§ **INSTRUCTIONS FOR THE TASK**
Each line of the records that holds the word "white" should be copied out.

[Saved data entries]
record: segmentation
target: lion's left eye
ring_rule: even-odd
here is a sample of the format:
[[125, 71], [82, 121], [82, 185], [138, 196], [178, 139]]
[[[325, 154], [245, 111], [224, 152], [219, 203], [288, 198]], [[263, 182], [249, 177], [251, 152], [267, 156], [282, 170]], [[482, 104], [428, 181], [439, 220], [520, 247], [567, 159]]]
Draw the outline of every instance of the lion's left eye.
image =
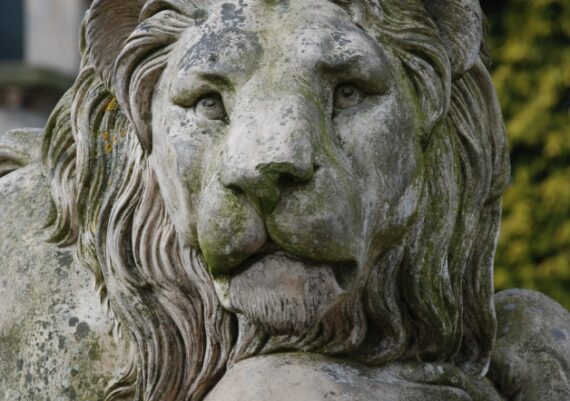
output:
[[222, 97], [217, 93], [210, 93], [199, 98], [194, 106], [196, 114], [208, 120], [223, 120], [227, 113]]
[[342, 84], [336, 87], [334, 92], [333, 107], [336, 111], [350, 109], [364, 101], [366, 94], [353, 84]]

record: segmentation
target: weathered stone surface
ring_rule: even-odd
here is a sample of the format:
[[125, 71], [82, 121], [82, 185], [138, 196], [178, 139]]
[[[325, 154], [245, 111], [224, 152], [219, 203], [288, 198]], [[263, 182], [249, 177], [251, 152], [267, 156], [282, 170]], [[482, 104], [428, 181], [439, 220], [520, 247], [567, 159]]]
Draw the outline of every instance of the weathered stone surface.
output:
[[[523, 378], [527, 397], [567, 398], [567, 343], [537, 343], [562, 367], [555, 390], [511, 363], [535, 352], [524, 320], [495, 344], [497, 324], [516, 319], [502, 295], [495, 313], [509, 165], [481, 21], [475, 0], [96, 0], [43, 167], [21, 144], [3, 150], [4, 213], [20, 224], [4, 231], [10, 274], [20, 255], [28, 270], [46, 259], [51, 276], [18, 285], [65, 305], [37, 305], [12, 341], [36, 352], [29, 336], [50, 316], [75, 339], [75, 353], [49, 359], [65, 376], [65, 356], [93, 346], [87, 323], [102, 356], [95, 377], [71, 373], [93, 384], [74, 385], [78, 399], [106, 382], [106, 401], [517, 400], [505, 377]], [[44, 219], [62, 250], [26, 252], [13, 232]], [[63, 269], [69, 249], [130, 355], [105, 335], [86, 273]], [[8, 295], [13, 310], [21, 293]], [[566, 330], [567, 314], [543, 301]], [[46, 393], [63, 394], [63, 376]], [[28, 391], [18, 380], [3, 386]]]
[[0, 135], [0, 153], [25, 155], [0, 177], [0, 399], [103, 400], [124, 351], [74, 249], [45, 242], [40, 140], [40, 130]]
[[489, 376], [505, 398], [567, 399], [570, 313], [535, 291], [503, 291], [495, 301], [499, 326]]
[[[434, 385], [437, 383], [437, 385]], [[320, 355], [277, 354], [230, 368], [205, 401], [499, 401], [491, 387], [449, 364], [370, 368]]]

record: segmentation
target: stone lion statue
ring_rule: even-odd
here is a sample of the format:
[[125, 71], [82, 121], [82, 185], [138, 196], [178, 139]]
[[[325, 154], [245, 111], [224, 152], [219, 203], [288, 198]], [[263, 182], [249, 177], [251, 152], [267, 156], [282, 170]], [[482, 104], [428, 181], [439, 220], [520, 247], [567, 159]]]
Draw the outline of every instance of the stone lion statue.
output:
[[0, 397], [570, 399], [568, 312], [493, 291], [482, 31], [476, 0], [95, 0], [45, 129], [0, 138]]

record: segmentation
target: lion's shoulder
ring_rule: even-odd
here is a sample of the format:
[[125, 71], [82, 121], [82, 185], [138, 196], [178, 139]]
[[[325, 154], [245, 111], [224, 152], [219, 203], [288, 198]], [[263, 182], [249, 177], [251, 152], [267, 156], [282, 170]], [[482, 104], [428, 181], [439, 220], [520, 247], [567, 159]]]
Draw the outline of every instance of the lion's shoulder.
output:
[[536, 291], [495, 296], [497, 344], [490, 378], [510, 399], [570, 399], [570, 313]]
[[40, 143], [38, 131], [0, 136], [0, 399], [101, 399], [123, 361], [90, 273], [44, 241]]
[[40, 160], [42, 132], [22, 128], [0, 133], [0, 177]]

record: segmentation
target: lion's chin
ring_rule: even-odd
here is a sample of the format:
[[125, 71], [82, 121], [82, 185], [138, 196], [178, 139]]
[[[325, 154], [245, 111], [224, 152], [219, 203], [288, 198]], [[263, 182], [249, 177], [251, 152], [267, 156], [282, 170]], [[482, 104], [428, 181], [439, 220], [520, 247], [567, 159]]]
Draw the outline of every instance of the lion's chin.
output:
[[251, 258], [214, 284], [229, 311], [243, 314], [268, 334], [300, 335], [345, 293], [347, 277], [354, 274], [349, 263], [315, 263], [276, 251]]

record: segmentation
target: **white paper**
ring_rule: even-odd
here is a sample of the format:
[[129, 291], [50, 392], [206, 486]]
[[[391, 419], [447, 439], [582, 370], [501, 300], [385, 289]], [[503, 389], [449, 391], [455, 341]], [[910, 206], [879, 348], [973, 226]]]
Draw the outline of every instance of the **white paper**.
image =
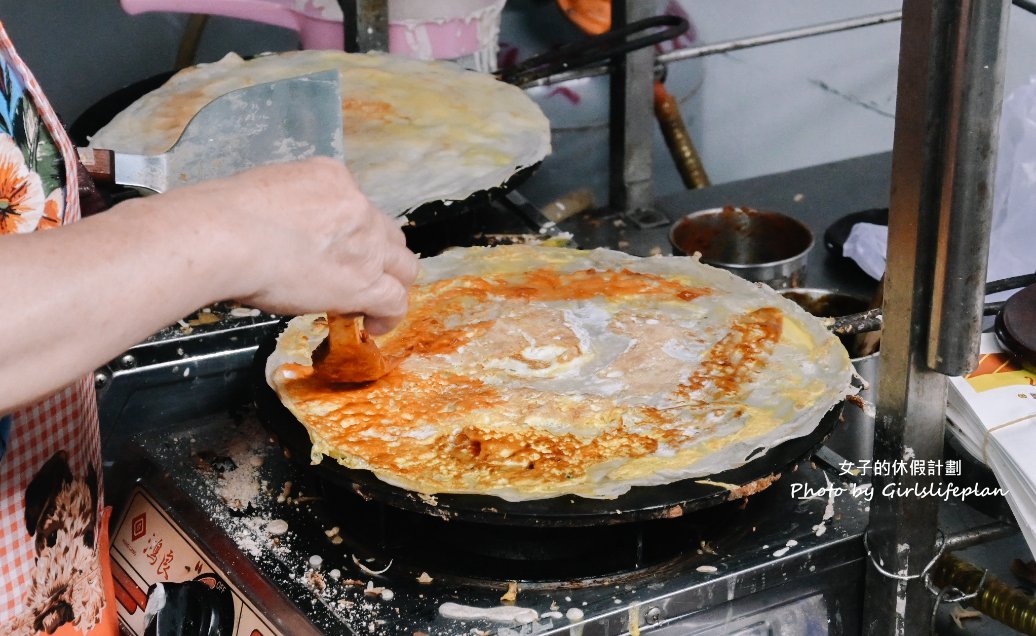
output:
[[856, 261], [868, 276], [877, 280], [885, 273], [885, 249], [889, 229], [885, 225], [857, 223], [842, 245], [842, 256]]

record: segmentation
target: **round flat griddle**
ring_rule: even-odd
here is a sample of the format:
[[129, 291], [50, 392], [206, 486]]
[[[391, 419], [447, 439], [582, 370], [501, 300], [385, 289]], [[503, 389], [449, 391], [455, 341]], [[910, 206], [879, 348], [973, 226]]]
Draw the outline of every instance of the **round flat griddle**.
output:
[[[291, 454], [292, 459], [308, 464], [312, 449], [308, 432], [266, 384], [266, 359], [273, 352], [274, 345], [275, 338], [268, 338], [256, 351], [252, 363], [256, 410], [260, 421]], [[742, 493], [732, 494], [724, 486], [702, 481], [748, 486], [744, 490], [745, 495], [755, 491], [752, 485], [757, 482], [759, 489], [765, 488], [769, 485], [767, 480], [772, 480], [820, 447], [839, 420], [841, 410], [841, 404], [835, 406], [809, 435], [785, 441], [764, 454], [759, 454], [757, 450], [745, 458], [744, 465], [733, 470], [663, 486], [634, 487], [615, 499], [587, 499], [567, 495], [510, 502], [488, 495], [429, 496], [392, 486], [370, 471], [346, 468], [328, 457], [310, 467], [332, 488], [341, 488], [367, 500], [447, 520], [541, 527], [628, 523], [680, 517], [743, 496]]]
[[[168, 72], [149, 77], [115, 91], [93, 104], [69, 127], [69, 136], [72, 138], [72, 141], [79, 146], [87, 145], [90, 137], [107, 125], [116, 115], [128, 108], [133, 102], [164, 84], [172, 76], [173, 73]], [[477, 213], [480, 210], [485, 210], [495, 199], [524, 183], [536, 172], [540, 163], [537, 162], [530, 166], [521, 167], [503, 183], [473, 192], [464, 199], [430, 201], [408, 210], [403, 215], [406, 218], [404, 228], [424, 228], [428, 225], [448, 223], [463, 214]], [[98, 184], [98, 187], [111, 200], [112, 204], [127, 198], [141, 196], [139, 190], [128, 186]]]

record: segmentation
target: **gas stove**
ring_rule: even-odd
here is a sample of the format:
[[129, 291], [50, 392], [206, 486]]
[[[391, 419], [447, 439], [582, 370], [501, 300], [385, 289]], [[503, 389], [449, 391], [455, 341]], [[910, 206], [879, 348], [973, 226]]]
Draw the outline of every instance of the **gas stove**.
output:
[[246, 636], [858, 631], [866, 502], [809, 462], [684, 518], [543, 533], [327, 492], [247, 405], [132, 446], [112, 534], [130, 633], [197, 581]]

§ **RESPONSE TO THE TASK**
target: **white paper**
Draw the outline of every instance of the **white paper**.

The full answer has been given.